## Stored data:
☆ ☆ ☆ ☆

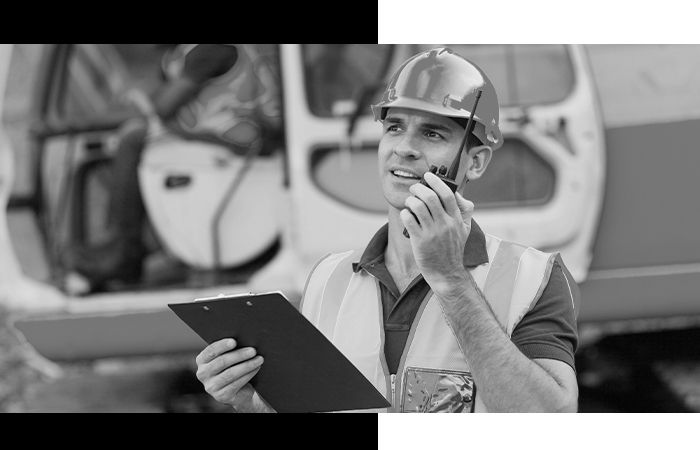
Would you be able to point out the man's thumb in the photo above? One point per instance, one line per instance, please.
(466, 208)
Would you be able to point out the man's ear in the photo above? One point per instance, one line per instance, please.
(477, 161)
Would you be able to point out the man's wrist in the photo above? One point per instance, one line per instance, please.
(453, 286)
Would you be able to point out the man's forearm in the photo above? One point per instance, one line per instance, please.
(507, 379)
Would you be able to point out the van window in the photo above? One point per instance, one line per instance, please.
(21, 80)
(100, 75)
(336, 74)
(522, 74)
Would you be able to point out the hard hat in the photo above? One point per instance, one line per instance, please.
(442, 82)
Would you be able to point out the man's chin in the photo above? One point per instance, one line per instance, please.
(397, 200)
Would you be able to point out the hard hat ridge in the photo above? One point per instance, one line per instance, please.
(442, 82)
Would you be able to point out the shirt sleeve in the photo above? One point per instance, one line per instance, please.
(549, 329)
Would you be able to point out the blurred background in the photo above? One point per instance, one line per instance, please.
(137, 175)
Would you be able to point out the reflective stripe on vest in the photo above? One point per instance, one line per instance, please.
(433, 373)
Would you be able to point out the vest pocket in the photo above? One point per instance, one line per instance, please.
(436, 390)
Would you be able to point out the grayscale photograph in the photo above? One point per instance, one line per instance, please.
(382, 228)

☆ ☆ ☆ ☆

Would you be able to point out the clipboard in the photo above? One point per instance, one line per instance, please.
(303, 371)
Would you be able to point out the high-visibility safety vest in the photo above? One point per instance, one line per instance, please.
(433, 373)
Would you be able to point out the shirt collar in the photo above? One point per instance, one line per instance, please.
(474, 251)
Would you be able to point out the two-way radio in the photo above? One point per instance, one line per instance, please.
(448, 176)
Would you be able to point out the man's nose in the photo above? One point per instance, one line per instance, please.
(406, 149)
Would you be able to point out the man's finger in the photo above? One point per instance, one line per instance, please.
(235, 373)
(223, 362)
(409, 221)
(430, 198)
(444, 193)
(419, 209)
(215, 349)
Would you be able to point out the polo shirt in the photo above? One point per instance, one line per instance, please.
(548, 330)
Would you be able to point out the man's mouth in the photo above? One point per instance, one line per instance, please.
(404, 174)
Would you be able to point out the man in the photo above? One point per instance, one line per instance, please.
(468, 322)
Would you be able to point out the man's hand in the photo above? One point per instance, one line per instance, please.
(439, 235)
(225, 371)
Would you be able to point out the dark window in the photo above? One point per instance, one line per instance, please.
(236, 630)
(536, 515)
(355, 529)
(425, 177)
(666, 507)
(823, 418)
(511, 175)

☆ ☆ ☆ ☆

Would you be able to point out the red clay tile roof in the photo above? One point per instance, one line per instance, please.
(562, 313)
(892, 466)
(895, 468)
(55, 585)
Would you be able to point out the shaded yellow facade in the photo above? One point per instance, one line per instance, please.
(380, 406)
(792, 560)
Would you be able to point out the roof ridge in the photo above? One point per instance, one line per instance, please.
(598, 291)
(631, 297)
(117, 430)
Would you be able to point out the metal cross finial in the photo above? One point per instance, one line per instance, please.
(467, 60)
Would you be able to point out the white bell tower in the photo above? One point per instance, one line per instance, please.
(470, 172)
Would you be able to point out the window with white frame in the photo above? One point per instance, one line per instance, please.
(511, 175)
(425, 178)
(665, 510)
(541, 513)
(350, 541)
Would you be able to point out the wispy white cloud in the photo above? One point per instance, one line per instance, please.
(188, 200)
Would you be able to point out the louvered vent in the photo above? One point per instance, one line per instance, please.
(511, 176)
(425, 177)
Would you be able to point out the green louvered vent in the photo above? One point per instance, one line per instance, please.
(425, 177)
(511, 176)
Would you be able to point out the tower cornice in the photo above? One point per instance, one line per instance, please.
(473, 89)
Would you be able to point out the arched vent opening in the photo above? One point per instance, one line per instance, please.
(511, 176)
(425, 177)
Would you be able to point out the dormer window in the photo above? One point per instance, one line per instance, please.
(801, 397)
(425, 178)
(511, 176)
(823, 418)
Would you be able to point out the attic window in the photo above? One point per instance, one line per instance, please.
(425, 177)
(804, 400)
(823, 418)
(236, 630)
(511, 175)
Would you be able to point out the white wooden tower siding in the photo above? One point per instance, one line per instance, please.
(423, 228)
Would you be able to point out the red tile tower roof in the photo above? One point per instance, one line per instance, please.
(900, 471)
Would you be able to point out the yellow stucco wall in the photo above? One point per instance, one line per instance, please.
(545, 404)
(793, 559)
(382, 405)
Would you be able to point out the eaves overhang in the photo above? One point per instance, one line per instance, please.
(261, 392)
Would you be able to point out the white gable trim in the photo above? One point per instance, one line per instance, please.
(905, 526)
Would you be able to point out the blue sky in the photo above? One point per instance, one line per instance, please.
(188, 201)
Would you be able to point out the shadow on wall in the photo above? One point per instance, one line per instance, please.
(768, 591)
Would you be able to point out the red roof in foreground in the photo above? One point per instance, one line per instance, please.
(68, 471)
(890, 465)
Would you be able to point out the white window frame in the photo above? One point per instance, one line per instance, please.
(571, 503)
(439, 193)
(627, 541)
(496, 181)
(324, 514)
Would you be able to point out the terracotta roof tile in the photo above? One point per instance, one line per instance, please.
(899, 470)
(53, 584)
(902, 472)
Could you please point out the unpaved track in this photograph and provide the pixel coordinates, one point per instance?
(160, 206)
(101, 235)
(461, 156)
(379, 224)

☆ ☆ ☆ ☆

## What is required:
How many lines of the entries contain the word "photograph"? Give only the number.

## Output of the task:
2